── Source records
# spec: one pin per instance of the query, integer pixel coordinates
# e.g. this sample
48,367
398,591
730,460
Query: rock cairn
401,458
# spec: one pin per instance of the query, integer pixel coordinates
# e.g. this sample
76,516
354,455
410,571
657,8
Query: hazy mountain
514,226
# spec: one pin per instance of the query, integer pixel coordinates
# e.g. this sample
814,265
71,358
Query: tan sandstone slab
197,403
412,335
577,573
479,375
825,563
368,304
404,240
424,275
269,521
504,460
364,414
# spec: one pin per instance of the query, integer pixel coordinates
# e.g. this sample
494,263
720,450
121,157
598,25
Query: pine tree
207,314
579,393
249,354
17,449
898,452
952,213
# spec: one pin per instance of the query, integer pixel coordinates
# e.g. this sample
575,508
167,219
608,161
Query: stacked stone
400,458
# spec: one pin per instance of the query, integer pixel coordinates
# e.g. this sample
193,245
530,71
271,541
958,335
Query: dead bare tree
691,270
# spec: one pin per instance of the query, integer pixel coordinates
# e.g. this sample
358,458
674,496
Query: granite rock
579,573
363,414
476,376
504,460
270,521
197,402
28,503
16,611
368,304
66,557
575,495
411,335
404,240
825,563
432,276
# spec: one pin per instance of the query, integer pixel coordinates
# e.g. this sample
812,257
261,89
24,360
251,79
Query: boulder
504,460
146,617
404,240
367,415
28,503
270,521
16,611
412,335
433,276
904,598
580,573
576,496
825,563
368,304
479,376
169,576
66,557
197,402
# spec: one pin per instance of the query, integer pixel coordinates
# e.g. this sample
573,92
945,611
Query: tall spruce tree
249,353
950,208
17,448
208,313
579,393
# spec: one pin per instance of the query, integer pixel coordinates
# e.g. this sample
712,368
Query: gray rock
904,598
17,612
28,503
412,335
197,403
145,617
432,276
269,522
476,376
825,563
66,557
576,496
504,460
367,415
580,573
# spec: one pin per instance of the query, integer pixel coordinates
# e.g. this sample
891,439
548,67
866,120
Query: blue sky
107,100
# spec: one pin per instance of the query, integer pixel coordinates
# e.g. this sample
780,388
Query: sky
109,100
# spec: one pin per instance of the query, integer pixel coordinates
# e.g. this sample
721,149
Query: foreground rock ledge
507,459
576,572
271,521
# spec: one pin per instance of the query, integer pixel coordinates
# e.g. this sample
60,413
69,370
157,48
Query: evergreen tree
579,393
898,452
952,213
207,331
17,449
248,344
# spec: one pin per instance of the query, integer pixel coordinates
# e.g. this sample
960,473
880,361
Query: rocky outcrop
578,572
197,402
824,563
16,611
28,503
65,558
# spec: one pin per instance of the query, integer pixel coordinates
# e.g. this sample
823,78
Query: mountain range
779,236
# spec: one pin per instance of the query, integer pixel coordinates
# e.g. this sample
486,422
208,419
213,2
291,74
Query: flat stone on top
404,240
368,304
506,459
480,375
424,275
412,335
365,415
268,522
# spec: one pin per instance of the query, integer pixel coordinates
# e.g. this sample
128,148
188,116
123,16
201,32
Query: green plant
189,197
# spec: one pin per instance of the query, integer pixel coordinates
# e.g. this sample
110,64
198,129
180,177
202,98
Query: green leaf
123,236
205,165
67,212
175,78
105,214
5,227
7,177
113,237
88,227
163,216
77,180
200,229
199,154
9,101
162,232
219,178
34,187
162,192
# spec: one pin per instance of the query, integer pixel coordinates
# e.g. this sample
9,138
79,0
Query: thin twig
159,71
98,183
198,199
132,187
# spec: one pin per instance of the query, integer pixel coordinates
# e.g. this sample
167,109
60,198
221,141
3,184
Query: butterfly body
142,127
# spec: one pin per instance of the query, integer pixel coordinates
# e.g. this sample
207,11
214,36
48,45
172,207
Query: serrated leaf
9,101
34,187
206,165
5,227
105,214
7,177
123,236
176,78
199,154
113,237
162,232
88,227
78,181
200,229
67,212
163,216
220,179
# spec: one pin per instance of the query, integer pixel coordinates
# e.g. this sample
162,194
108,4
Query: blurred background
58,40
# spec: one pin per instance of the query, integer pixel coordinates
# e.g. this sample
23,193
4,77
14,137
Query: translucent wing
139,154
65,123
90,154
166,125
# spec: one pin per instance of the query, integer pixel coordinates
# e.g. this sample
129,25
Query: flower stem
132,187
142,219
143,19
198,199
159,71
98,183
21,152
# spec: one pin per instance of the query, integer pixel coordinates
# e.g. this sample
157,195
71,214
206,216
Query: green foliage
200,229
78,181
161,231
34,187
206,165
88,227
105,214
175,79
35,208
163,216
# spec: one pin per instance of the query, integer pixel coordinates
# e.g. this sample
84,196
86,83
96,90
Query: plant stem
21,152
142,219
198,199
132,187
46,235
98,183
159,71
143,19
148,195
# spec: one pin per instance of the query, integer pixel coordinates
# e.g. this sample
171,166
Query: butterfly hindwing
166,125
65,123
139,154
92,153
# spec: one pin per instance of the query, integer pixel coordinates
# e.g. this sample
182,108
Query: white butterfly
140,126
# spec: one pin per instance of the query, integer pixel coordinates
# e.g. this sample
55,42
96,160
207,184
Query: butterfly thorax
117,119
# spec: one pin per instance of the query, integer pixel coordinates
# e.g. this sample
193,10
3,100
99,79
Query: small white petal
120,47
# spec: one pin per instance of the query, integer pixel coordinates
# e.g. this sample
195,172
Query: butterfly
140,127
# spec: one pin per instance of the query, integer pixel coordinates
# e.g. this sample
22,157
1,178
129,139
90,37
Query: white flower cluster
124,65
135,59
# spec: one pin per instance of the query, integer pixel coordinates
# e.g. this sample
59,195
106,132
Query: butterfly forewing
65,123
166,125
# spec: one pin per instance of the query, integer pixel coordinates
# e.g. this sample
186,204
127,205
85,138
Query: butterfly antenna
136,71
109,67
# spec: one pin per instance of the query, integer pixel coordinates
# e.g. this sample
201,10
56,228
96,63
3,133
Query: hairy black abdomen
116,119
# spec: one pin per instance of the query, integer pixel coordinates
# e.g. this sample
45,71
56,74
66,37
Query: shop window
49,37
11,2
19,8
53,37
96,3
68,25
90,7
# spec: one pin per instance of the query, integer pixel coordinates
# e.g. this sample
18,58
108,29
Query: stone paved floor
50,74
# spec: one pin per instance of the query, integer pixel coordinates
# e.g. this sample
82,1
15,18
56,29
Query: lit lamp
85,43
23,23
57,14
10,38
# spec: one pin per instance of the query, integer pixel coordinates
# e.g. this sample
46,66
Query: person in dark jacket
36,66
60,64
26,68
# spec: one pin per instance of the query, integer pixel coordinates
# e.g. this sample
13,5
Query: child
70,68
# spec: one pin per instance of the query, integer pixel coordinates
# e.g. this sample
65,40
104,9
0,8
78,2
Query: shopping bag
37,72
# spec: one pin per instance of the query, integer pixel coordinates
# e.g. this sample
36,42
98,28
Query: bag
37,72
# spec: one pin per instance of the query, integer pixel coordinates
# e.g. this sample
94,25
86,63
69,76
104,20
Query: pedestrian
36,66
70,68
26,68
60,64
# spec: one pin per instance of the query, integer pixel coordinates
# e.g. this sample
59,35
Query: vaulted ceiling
────
Print every entry exactly as it appears.

__Solved problem__.
# spec: one pin per instance of the query, integer pixel coordinates
# e.g. this sample
48,367
398,591
730,460
Query: rock cairn
401,458
# spec: one pin per instance of the query, integer pixel coordinates
# e.g. this sample
76,516
354,455
410,571
657,8
Query: hazy mountain
514,226
# spec: one pin per instance of the query, integer pixel coordinates
# e.g. this sample
814,265
71,358
Query: tan sandstone slab
197,403
412,335
577,573
479,375
825,563
368,304
404,240
424,275
269,521
504,460
364,414
# spec: one pin per instance of the query, integer pixel coordinates
# e.g. this sample
494,263
720,450
121,157
598,25
Query: pine tree
207,314
579,393
249,354
17,449
898,452
952,213
# spec: one pin per instance of the query, integer pixel coordinates
# e.g. this sample
575,508
167,219
608,161
Query: stacked stone
400,458
# spec: one pin per instance of the query, integer pixel coordinates
# e.g. this sample
193,245
530,71
271,541
958,335
Query: dead bare tree
691,270
# spec: one pin per instance of the query, integer pixel coordinates
# e.g. this sample
358,458
674,496
Query: granite rock
579,573
363,414
476,376
504,460
270,521
197,402
28,503
16,611
368,304
66,557
575,495
411,335
404,240
825,563
432,276
# spec: one pin per instance of the query, integer pixel coordinates
# e.g. this sample
812,257
261,89
24,360
251,79
Query: boulder
504,460
146,617
404,240
367,415
28,503
270,521
16,611
412,335
433,276
904,598
580,573
576,496
825,563
368,304
479,376
169,576
66,557
197,402
# spec: one pin per instance of the query, integer pixel coordinates
# e.g. this sample
573,92
945,611
Query: tall spruce tree
249,353
950,208
17,448
208,313
579,393
# spec: one pin per instance of the query, integer pixel coordinates
# e.g. this sample
712,368
Query: gray rock
904,598
17,612
28,503
412,335
197,403
145,617
432,276
269,522
476,376
825,563
66,557
576,496
504,460
367,415
580,573
# spec: one pin per instance of the query, integer pixel coordinates
# e.g. this sample
891,439
548,67
866,120
Query: blue sky
107,100
# spec: one pin per instance of the query, integer pixel coordinates
# e.g. this sample
780,388
Query: sky
109,100
# spec: one pin per instance of the query, integer pixel coordinates
# e.g. this sample
721,149
Query: foreground rock ledge
507,459
576,572
271,521
# spec: one pin per instance of the query, integer pixel coordinates
# e.g. this sample
60,413
69,370
157,48
Query: evergreen tree
579,393
898,452
952,213
207,331
17,449
248,344
# spec: one pin per instance of the query, integer pixel coordinates
# e.g. this sample
960,473
880,361
Query: rocky outcrop
578,572
197,402
824,563
16,611
28,503
65,558
# spec: one pin per instance of the query, integer pixel coordinates
# e.g. this sample
823,78
Query: mountain range
779,236
# spec: one pin per instance of the query, integer pixel coordinates
# e.g. this sample
486,422
208,419
213,2
291,74
Query: flat stone on top
404,240
368,304
506,459
480,375
424,275
412,335
365,415
268,522
# spec: one pin per instance of the query, integer pixel coordinates
# e.g. this sample
128,148
188,116
123,16
201,32
Query: green plant
189,197
# spec: one pin per instance of the query, integer pixel coordinates
# e.g. this sample
110,64
198,129
180,177
202,98
Query: green leaf
123,236
205,165
67,212
175,78
105,214
5,227
7,177
113,237
88,227
163,216
77,180
200,229
199,154
9,101
162,232
219,178
34,187
162,192
# spec: one pin per instance of the query, integer pixel coordinates
# e.g. this sample
9,138
79,0
Query: thin twig
159,71
98,183
198,199
132,187
# spec: one pin per instance of the query, integer pixel coordinates
# e.g. this sample
167,109
60,198
221,141
3,184
Query: butterfly body
142,127
# spec: one pin per instance of the query, integer pixel coordinates
# e.g. this sample
207,11
214,36
48,45
172,207
Query: serrated leaf
9,101
34,187
206,165
5,227
105,214
7,177
123,236
176,78
199,154
113,237
162,232
88,227
78,181
200,229
67,212
163,216
220,179
# spec: one pin per instance of the query, integer pixel coordinates
# e.g. this sample
162,194
108,4
Query: blurred background
58,40
# spec: one pin per instance of the query, integer pixel coordinates
# e.g. this sample
23,193
4,77
14,137
Query: translucent wing
139,154
65,123
90,154
166,125
# spec: one pin per instance of the query, integer pixel coordinates
# e.g. this sample
129,25
Query: flower stem
132,187
142,219
143,19
198,199
159,71
98,183
21,152
# spec: one pin per instance of the query, integer pixel coordinates
# e.g. this sample
157,195
71,214
206,216
Query: green foliage
200,229
78,181
161,231
34,187
206,165
88,227
105,214
175,79
35,208
163,216
# spec: one pin per instance of the query, integer pixel coordinates
# e.g. this sample
84,196
86,83
96,90
Query: plant stem
21,152
142,219
198,199
132,187
46,235
98,183
159,71
143,19
148,195
# spec: one pin per instance of the query, integer pixel coordinates
# e.g. this sample
171,166
Query: butterfly hindwing
166,125
65,123
139,154
92,153
# spec: one pin per instance of the query, integer pixel coordinates
# e.g. this sample
182,108
Query: white butterfly
140,126
# spec: one pin per instance of the query, integer pixel coordinates
# e.g. this sample
55,42
96,160
207,184
Query: butterfly thorax
117,119
# spec: one pin per instance of the query, integer pixel coordinates
# e.g. this sample
193,10
3,100
99,79
Query: small white petal
120,47
# spec: one pin per instance of the query, integer pixel coordinates
# e.g. this sample
195,172
Query: butterfly
140,127
# spec: one pin per instance of the query, integer pixel coordinates
# e.g. this sample
22,157
1,178
129,139
90,37
Query: white flower cluster
124,65
135,59
# spec: one pin per instance of the query, integer pixel coordinates
# e.g. this sample
59,195
106,132
Query: butterfly forewing
65,123
166,125
# spec: one pin per instance of the query, integer pixel coordinates
# e.g. this sample
186,204
127,205
85,138
Query: butterfly antenna
136,71
109,67
# spec: one pin per instance of the query, integer pixel coordinates
# e.g. this sample
201,10
56,228
96,63
3,133
Query: hairy black abdomen
116,119
# spec: one pin per instance of the query, integer pixel coordinates
# e.g. this sample
45,71
56,74
66,37
Query: shop window
49,37
11,2
19,8
53,37
96,3
68,25
90,7
# spec: one pin per instance of the query, integer pixel coordinates
# e.g. this sample
18,58
108,29
Query: stone paved floor
50,74
# spec: one pin per instance of the query, integer pixel coordinates
# e.g. this sample
82,1
15,18
56,29
Query: lit lamp
85,43
23,23
57,14
10,38
# spec: one pin per instance of the query, integer pixel coordinates
# e.g. this sample
46,66
Query: person in dark jacket
36,66
60,64
26,68
# spec: one pin per instance of the query, integer pixel coordinates
# e.g. this sample
13,5
Query: child
70,68
# spec: one pin per instance of the query, integer pixel coordinates
# e.g. this sample
65,40
104,9
0,8
78,2
Query: shopping bag
37,72
# spec: one pin per instance of the query, integer pixel coordinates
# e.g. this sample
36,42
98,28
Query: bag
37,72
# spec: one pin per instance of the query, integer pixel coordinates
# e.g. this sample
94,25
86,63
69,76
104,20
Query: pedestrian
36,66
70,68
26,68
60,64
# spec: one pin per instance of the query, integer pixel coordinates
# e.g. this sample
59,35
Query: vaulted ceiling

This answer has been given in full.